PROBLEM REQUIREMENTS
Pull out each line of the data below that contains the string "wall", and treat uppercase and lowercase as different.

INPUT
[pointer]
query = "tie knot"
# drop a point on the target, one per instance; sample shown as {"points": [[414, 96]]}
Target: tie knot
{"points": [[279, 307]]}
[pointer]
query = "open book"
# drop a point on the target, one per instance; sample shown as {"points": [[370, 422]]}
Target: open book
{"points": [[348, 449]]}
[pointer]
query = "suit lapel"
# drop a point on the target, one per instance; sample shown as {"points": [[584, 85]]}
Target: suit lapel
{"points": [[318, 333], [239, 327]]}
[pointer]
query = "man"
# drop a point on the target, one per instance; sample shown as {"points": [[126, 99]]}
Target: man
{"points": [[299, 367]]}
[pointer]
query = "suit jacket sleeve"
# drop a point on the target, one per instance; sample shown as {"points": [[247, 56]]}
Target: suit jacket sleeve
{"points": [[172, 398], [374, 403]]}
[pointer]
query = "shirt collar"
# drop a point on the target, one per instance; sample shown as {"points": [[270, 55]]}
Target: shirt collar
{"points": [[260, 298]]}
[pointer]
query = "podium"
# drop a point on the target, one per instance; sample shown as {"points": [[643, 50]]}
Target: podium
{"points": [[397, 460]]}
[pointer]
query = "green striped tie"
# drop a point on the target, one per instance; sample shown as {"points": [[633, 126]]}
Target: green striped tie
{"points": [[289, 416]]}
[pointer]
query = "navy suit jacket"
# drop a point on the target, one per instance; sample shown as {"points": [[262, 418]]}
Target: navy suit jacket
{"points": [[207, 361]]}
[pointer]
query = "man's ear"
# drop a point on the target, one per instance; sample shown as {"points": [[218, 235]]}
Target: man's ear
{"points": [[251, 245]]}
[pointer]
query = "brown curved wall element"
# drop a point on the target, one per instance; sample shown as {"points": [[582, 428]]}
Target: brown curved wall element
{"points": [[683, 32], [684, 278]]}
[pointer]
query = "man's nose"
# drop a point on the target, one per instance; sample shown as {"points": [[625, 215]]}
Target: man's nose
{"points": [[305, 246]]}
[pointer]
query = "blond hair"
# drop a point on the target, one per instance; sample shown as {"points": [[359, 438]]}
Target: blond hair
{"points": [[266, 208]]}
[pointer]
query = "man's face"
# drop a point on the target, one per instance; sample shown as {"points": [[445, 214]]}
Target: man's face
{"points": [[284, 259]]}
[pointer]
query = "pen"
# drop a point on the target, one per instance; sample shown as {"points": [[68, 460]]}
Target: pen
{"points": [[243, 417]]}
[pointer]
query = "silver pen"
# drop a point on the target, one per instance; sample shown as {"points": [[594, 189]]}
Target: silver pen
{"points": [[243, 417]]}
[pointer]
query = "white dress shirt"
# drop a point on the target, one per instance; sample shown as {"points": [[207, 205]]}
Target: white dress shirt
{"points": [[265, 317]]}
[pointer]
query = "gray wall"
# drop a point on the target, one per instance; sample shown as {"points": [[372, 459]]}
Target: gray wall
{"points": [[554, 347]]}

--

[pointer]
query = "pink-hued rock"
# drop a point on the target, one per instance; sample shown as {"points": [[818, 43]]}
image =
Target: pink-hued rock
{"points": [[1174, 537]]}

COMPLETED TASK
query = "brown curved wall element"
Target: brown curved wall element
query = "gray wall"
Target: gray wall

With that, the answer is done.